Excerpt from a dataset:
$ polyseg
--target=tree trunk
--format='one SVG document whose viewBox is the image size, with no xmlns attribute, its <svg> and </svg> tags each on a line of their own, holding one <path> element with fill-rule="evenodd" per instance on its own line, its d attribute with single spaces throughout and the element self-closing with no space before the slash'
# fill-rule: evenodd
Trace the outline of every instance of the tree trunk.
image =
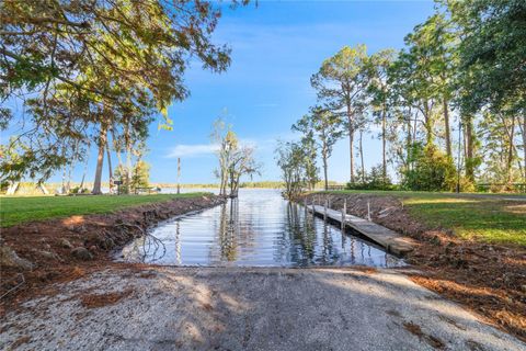
<svg viewBox="0 0 526 351">
<path fill-rule="evenodd" d="M 351 152 L 351 183 L 354 183 L 354 123 L 351 113 L 351 103 L 347 102 L 348 150 Z"/>
<path fill-rule="evenodd" d="M 99 135 L 99 155 L 96 157 L 95 180 L 93 181 L 92 194 L 102 194 L 101 181 L 102 181 L 102 167 L 104 163 L 104 149 L 106 146 L 106 126 L 101 124 L 101 132 Z"/>
<path fill-rule="evenodd" d="M 387 158 L 386 158 L 386 109 L 381 113 L 381 176 L 384 181 L 387 179 Z"/>
<path fill-rule="evenodd" d="M 322 149 L 322 159 L 323 159 L 323 179 L 325 181 L 325 191 L 329 190 L 329 179 L 327 177 L 327 168 L 328 168 L 328 165 L 327 165 L 327 149 L 325 149 L 325 146 L 323 146 L 323 149 Z"/>
<path fill-rule="evenodd" d="M 362 183 L 365 184 L 364 148 L 362 146 L 363 131 L 359 131 L 359 161 L 362 162 Z"/>
<path fill-rule="evenodd" d="M 512 165 L 513 165 L 513 149 L 514 143 L 513 137 L 515 136 L 515 116 L 512 117 L 512 125 L 510 128 L 510 145 L 507 149 L 507 162 L 506 162 L 506 170 L 507 170 L 507 182 L 512 182 Z"/>
<path fill-rule="evenodd" d="M 526 111 L 523 112 L 523 123 L 519 126 L 523 135 L 523 183 L 526 184 Z"/>
<path fill-rule="evenodd" d="M 113 169 L 112 169 L 112 154 L 110 152 L 110 144 L 106 143 L 106 156 L 107 156 L 107 171 L 110 178 L 113 177 Z"/>
<path fill-rule="evenodd" d="M 466 158 L 464 159 L 466 178 L 469 182 L 474 183 L 474 138 L 473 138 L 473 118 L 467 116 L 464 118 L 464 125 L 466 129 L 465 144 L 466 144 Z M 460 146 L 459 146 L 460 147 Z"/>
<path fill-rule="evenodd" d="M 425 133 L 426 133 L 426 145 L 433 145 L 433 120 L 431 116 L 430 105 L 426 101 L 424 103 L 424 122 L 425 122 Z"/>
<path fill-rule="evenodd" d="M 446 154 L 449 158 L 453 157 L 451 152 L 451 136 L 449 129 L 449 107 L 447 103 L 447 99 L 444 98 L 443 100 L 443 109 L 444 109 L 444 126 L 446 128 Z"/>
</svg>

Exercise: Turn every line of the records above into a numbered list, skipping any blank lines. Leave the pictures out of your answer.

Written response:
1. $ polyseg
2. --target=tree trunk
3. --format='one SVG document whose viewBox is the image size, with no xmlns attribute, its <svg> and </svg> tags each on a line of their own, holding one <path> element with fill-rule="evenodd" per instance on its own line, its d attribute with single spaces throughout and the element self-closing with no space before the slash'
4. # fill-rule: evenodd
5. Trace the outline of every instance of the tree trunk.
6. image =
7. <svg viewBox="0 0 526 351">
8. <path fill-rule="evenodd" d="M 351 152 L 351 183 L 354 183 L 354 123 L 351 113 L 351 103 L 347 102 L 348 150 Z"/>
9. <path fill-rule="evenodd" d="M 99 135 L 99 155 L 96 157 L 95 180 L 93 181 L 92 194 L 102 194 L 101 181 L 102 181 L 102 167 L 104 163 L 104 149 L 106 146 L 106 126 L 101 124 L 101 132 Z"/>
10. <path fill-rule="evenodd" d="M 387 158 L 386 158 L 386 109 L 381 113 L 381 176 L 384 181 L 387 179 Z"/>
11. <path fill-rule="evenodd" d="M 322 149 L 322 159 L 323 159 L 323 179 L 325 181 L 325 191 L 329 190 L 329 179 L 327 177 L 327 168 L 328 168 L 328 165 L 327 165 L 327 149 L 325 149 L 325 146 L 323 146 L 323 149 Z"/>
12. <path fill-rule="evenodd" d="M 362 183 L 365 184 L 364 148 L 362 146 L 363 131 L 359 131 L 359 161 L 362 162 Z"/>
13. <path fill-rule="evenodd" d="M 512 165 L 513 165 L 513 149 L 514 143 L 513 137 L 515 136 L 515 116 L 512 117 L 512 125 L 510 128 L 510 145 L 507 149 L 507 162 L 506 162 L 506 170 L 507 170 L 507 182 L 512 182 Z"/>
14. <path fill-rule="evenodd" d="M 526 111 L 523 112 L 523 123 L 519 126 L 523 135 L 523 183 L 526 184 Z"/>
15. <path fill-rule="evenodd" d="M 113 169 L 112 169 L 112 154 L 110 152 L 110 144 L 106 143 L 106 156 L 107 156 L 107 171 L 110 178 L 113 177 Z"/>
16. <path fill-rule="evenodd" d="M 466 158 L 464 159 L 466 178 L 469 182 L 474 183 L 474 138 L 473 138 L 473 118 L 467 116 L 464 118 L 464 125 L 466 129 L 465 144 L 466 144 Z M 460 146 L 459 146 L 460 147 Z"/>
17. <path fill-rule="evenodd" d="M 425 133 L 426 133 L 426 145 L 433 145 L 433 120 L 431 116 L 430 105 L 426 101 L 424 103 L 424 122 L 425 122 Z"/>
18. <path fill-rule="evenodd" d="M 446 154 L 449 158 L 453 157 L 451 152 L 451 136 L 449 129 L 449 107 L 447 103 L 447 99 L 444 98 L 443 100 L 443 109 L 444 109 L 444 126 L 446 128 Z"/>
19. </svg>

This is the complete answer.